[START PROVIDED PASSAGE]

We all know that saving consistently is essential to achieving financial stability—and one of the most significant long-term savings goals for most people is retirement. Planning for retirement may seem daunting, but having a clear understanding of the available options can make it much easier.
One of the most popular retirement savings vehicles are 401(k) plans, which are employer-sponsored retirement savings accounts. Your 401(k) comes with certain tax benefits and a variety of investment options, and may also include an employer matching program—which can help you grow your nest egg more quickly than you would by only contributing ordinary income.
In this article, we’ll discuss what a 401(k) is, how it works, its benefits, and other essential aspects you need to know about this retirement plan.
A 401(k) is a retirement savings plan offered by employers. The name “401(k)” comes from the IRS tax code subsection that governs these plans.
By contributing to a 401(k), employees can take advantage of various tax benefits and grow their retirement savings over time. For example, in a traditional 401(k) plan—the most common type—contributions are made pre-tax, which means putting money in the account lowers your taxable income the year you make the contribution. (It’s also possible to contribute after-tax funds, which allows your retirement nest egg to grow tax-free if your employer offers a Roth 401(k) option.)
The way these plans work is that employees can set aside a percentage of their income to be contributed directly to the account. The funds are then invested in a variety of investment options, such as mutual funds or ETFs. Employer contributions, also known as “matching,” can further boost an employee’s retirement savings plan: if your employer offers a match, they’ll, well, match your contributions to the account up to a certain percentage (for instance, 3% of your salary).
And if you work for yourself or a small business that doesn’t offer a retirement plan, don’t worry—you still have options. Individual Retirement Accounts, or IRAs, are available to anyone who earns a taxable income, which makes them a great resource for self-employed folks or those who regularly switch jobs.
Some of the key benefits of a 401(k) plan include:
You can only access a 401(k) through an employer (though, again, you almost always have access to an Individual Retirement Account, or IRA, regardless of your employment status).

[END PROVIDED PASSAGE]
[START MATERIAL SUPPLIED]

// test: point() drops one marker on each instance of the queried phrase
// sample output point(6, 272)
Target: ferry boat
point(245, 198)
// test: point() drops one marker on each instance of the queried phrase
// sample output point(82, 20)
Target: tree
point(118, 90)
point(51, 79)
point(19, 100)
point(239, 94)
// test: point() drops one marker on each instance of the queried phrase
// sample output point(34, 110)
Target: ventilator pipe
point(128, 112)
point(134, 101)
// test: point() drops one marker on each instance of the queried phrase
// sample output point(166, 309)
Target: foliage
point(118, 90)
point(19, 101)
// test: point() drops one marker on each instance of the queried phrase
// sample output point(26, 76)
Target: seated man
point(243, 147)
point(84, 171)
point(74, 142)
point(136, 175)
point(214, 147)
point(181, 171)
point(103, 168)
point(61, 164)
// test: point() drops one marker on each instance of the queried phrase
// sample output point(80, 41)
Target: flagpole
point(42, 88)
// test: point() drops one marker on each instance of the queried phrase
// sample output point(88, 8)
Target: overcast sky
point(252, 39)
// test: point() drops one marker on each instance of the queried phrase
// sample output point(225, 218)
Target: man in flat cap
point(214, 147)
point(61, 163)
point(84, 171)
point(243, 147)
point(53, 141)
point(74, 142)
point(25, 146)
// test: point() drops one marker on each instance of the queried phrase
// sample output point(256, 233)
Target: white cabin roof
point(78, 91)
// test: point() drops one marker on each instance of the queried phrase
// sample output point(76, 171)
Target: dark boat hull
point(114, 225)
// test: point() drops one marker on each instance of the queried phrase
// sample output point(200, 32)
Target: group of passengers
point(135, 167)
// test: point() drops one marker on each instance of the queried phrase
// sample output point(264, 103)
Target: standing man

[END MATERIAL SUPPLIED]

● **TASKS TO PERFORM**
- a) In the passage on 401(k) plans, list the topics the article says it will discuss.
- b) Continue the passage on 401(k) plans, starting after its last sentence.

● **RESPONSES BY TASK**
- a)
- What a 401(k) is
- How it works
- Its benefits
- Other essential aspects you need to know about this retirement plan

- b)
But fortunately, many employers do provide employees with retirement options. After all, they do want to recruit and keep talented applicants. Additionally, employers often offer to match a portion of the money an individual contributes up to a given percent, which—again—is essentially like a free, deferred raise. Because of the power of compound interest, the large annual contribution limit of a 401(k), and the difficulty of setting aside money for retirement, it’s almost always a good idea to take advantage of the employer match if it’s available.
To enroll in a 401(k), employees should review their employer’s plan and contribution options, and set their desired contribution amount. Your HR representative can help you figure out exactly how to do this, but you can usually manage your entire account online. Some employers may also offer other retirement options, such as an annuity, which can help ensure a guaranteed income stream during your golden years.
There are two main types of 401(k) plans: traditional and Roth.
Traditional 401(k) contributions are made with pre-tax dollars, providing an immediate tax break. (In other words, whatever you contribute will not be counted toward your taxable income.) You will, of course, be responsible for paying taxes on those funds when you withdraw them at retirement—which is what makes this type of retirement account advantageous for those who expect to be in a lower tax bracket at that time.
As is true of all Roth accounts—including other types of defined contribution plans as well as Roth IRAs—Roth 401(k) contributions are made with after-tax dollars, allowing for tax-free withdrawals during retirement. This option may be more suitable for those who expect to be in a higher tax bracket when they retire.
No matter which of the two you choose—and many people actually contribute to both kinds of plans!—your money stands to grow thanks to the assets it’s invested in, like stocks and bonds. With most 401(k)s, you’ll have the opportunity to choose from a limited number of options such as mutual funds or target-date funds to help you meet your retirement needs.
Those who are age 50 or older may also be able to stack the odds in their favor by making catch-up contributions. You can also save retirement funds in an IRA if you work for yourself or get laid off.
Required Minimum Distributions (RMDs) are the minimum amounts that must be withdrawn from an employer-sponsored retirement plan by the savings account owners once they reach the age of retirement. In 2023, the age requirement for taking RMDs changed to 73 years of age—which means account owners who have retired must start taking RMDs from their 401(k) plans starting at age 73.
RMDs ensure that plan participants eventually pay income taxes on their retirement savings. The IRS calculates RMDs based on the account owner’s age and the balance of their retirement accounts.
Because taxes have already been paid on Roth contributions, starting in 2024, RMDs won’t apply to Roth 401(k)s any longer. If you have more questions about how these different retirement options work, it’s worth seeking investment advice from a qualified professional.
A 401(k) is designed to be a long-term retirement savings account—which is why the Internal Revenue Service structures the rules to incentivize savers to contribute (by offering a tax deduction) and leave their money where it is. In most cases, savers must wait until age 59 and a half before taking qualified distributions; withdrawing funds before that time can result in significant penalties.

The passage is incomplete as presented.